# start of Information provided

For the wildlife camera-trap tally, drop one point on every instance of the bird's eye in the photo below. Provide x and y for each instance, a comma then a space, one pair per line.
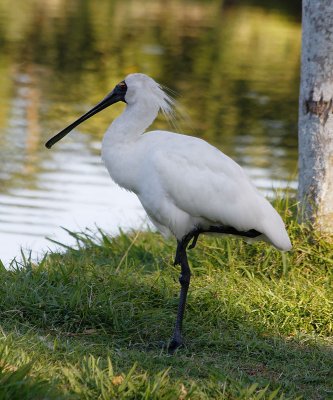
122, 85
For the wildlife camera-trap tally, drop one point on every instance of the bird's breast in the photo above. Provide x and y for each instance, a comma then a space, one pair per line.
121, 164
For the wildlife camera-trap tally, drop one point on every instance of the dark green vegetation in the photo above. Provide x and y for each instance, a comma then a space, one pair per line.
88, 323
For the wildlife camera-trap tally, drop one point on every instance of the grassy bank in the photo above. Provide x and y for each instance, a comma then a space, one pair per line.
88, 323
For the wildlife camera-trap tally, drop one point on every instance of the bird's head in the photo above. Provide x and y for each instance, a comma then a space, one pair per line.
134, 89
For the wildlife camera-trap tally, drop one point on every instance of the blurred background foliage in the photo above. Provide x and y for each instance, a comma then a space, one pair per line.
233, 64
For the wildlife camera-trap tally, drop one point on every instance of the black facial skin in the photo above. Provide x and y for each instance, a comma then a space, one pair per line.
117, 94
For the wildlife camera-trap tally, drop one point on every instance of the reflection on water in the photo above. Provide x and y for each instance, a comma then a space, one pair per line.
234, 64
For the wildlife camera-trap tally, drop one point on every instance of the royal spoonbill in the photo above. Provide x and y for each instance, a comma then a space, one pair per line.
186, 186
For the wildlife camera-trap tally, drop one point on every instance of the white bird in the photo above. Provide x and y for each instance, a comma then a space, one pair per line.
186, 186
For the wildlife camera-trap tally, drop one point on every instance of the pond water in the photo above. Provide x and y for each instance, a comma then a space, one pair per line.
233, 64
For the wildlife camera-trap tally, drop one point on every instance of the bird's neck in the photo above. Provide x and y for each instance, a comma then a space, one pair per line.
135, 119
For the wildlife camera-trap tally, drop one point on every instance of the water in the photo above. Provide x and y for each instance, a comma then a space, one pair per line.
235, 66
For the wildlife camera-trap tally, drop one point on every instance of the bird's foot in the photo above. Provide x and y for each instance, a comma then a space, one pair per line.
175, 344
194, 241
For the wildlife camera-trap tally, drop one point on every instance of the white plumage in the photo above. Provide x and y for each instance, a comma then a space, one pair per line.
186, 186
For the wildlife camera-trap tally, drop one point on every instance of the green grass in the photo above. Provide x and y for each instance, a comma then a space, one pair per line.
88, 324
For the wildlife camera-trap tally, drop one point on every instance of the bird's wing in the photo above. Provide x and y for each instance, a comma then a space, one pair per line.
202, 181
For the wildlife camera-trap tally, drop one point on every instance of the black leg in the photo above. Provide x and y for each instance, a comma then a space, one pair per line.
184, 280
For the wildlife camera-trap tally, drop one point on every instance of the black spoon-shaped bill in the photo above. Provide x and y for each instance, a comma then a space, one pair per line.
117, 94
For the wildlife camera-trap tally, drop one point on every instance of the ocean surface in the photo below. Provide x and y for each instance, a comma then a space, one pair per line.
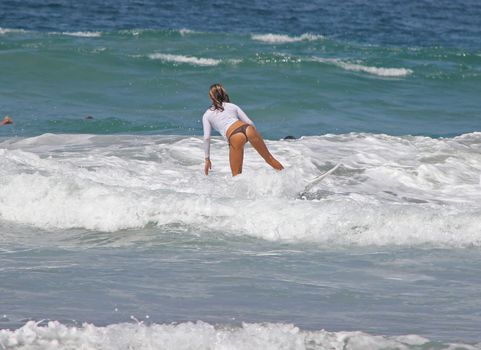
111, 237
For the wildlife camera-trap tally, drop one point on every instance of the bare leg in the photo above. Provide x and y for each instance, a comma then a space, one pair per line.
236, 153
258, 143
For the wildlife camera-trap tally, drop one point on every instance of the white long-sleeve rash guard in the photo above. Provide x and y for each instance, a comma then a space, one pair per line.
220, 121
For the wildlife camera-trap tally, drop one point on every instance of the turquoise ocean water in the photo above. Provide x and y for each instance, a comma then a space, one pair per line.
111, 237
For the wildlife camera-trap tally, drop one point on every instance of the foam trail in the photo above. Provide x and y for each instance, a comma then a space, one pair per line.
4, 31
380, 71
285, 39
201, 335
83, 34
196, 61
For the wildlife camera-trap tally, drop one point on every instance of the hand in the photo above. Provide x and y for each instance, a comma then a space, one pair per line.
7, 120
207, 166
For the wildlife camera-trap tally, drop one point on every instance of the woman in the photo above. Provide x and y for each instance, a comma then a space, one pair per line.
236, 127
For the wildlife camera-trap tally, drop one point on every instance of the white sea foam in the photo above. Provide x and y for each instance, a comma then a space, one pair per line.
11, 30
84, 34
196, 61
285, 39
185, 31
389, 190
200, 335
380, 71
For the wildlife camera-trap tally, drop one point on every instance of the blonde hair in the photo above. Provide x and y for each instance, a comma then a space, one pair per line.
218, 95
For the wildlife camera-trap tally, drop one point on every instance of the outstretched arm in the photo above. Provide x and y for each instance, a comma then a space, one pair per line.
207, 131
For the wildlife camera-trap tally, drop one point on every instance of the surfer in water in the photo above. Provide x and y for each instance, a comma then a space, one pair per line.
236, 127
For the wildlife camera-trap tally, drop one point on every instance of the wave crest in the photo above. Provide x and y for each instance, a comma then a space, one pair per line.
379, 71
201, 335
285, 39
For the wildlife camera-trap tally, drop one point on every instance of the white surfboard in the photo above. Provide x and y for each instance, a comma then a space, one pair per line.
319, 178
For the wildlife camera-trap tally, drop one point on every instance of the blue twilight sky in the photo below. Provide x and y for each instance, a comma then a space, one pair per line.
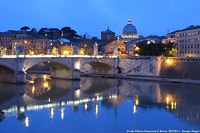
94, 16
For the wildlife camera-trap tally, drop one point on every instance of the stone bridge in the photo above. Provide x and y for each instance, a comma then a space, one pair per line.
13, 68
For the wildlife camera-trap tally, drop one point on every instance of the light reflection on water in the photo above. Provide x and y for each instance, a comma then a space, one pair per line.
110, 105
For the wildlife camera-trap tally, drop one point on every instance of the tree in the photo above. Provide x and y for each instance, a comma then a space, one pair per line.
155, 49
25, 28
170, 49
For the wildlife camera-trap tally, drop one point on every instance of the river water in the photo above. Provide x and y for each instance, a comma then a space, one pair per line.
98, 105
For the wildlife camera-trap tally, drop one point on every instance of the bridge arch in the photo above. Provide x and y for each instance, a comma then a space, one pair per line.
7, 66
59, 69
7, 73
52, 64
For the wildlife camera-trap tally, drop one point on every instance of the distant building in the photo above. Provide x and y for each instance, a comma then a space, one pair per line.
188, 41
150, 39
170, 38
7, 37
32, 45
109, 48
107, 36
129, 32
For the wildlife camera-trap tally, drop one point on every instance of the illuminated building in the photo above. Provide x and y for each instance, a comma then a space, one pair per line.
32, 45
7, 37
131, 45
107, 36
188, 41
109, 48
129, 32
65, 50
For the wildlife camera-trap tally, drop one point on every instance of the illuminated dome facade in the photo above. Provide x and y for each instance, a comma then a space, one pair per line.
129, 31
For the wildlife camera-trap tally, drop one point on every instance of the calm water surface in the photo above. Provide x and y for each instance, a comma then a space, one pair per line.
97, 105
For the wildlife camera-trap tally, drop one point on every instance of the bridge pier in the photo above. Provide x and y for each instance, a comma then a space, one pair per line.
20, 77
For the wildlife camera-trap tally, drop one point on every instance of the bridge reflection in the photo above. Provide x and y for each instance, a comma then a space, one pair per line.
91, 94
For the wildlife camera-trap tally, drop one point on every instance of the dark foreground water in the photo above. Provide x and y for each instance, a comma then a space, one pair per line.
97, 105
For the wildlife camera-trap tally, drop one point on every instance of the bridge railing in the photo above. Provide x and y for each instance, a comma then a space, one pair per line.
56, 56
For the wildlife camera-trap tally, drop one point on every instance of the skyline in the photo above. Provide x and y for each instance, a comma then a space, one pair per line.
92, 17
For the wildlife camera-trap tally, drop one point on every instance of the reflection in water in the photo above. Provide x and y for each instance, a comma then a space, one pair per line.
52, 112
27, 121
62, 113
92, 94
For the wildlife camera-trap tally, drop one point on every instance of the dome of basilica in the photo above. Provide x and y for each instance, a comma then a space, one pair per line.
129, 31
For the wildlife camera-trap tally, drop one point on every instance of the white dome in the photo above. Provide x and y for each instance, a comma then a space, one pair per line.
129, 29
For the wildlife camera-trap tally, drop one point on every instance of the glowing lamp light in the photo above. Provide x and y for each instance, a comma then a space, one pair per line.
167, 100
27, 122
85, 106
65, 52
46, 85
77, 65
134, 109
33, 90
62, 113
169, 61
137, 48
96, 108
52, 112
136, 102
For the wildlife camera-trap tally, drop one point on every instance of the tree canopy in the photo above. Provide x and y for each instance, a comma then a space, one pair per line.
154, 49
25, 28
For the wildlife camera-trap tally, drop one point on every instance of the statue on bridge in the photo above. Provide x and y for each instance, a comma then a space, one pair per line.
54, 51
115, 47
3, 50
95, 51
75, 50
19, 50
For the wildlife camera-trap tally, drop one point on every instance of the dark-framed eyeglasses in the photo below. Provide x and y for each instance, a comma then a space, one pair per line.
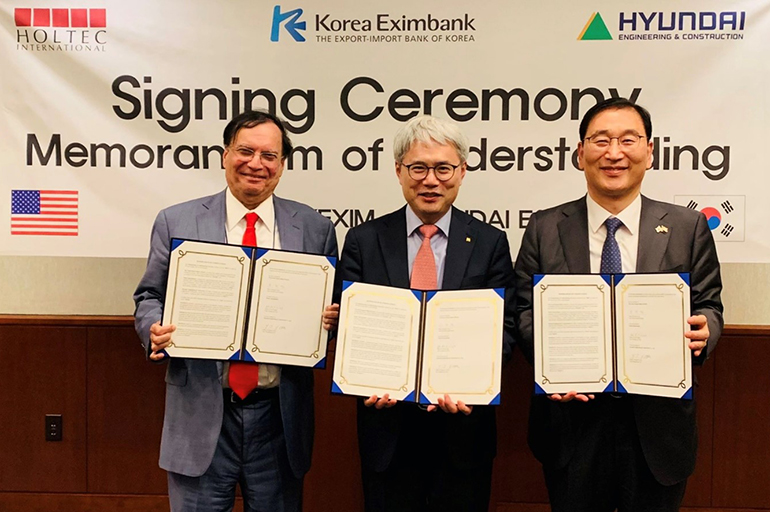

# end of Information provided

Goal:
Return each line of the listing above that contains the word "illuminated".

Written answer:
For the wildlife camera-trap tally, drop one point on every instance of the illuminated building in the photo above. Provide x and y for each instance, a comma then a space, one pair per line.
For the wildlife camera-trap tally, drop one point on every instance of the illuminated dome facade in the photo above. Provide x and y for each instance, a comma then a space, one pair per line.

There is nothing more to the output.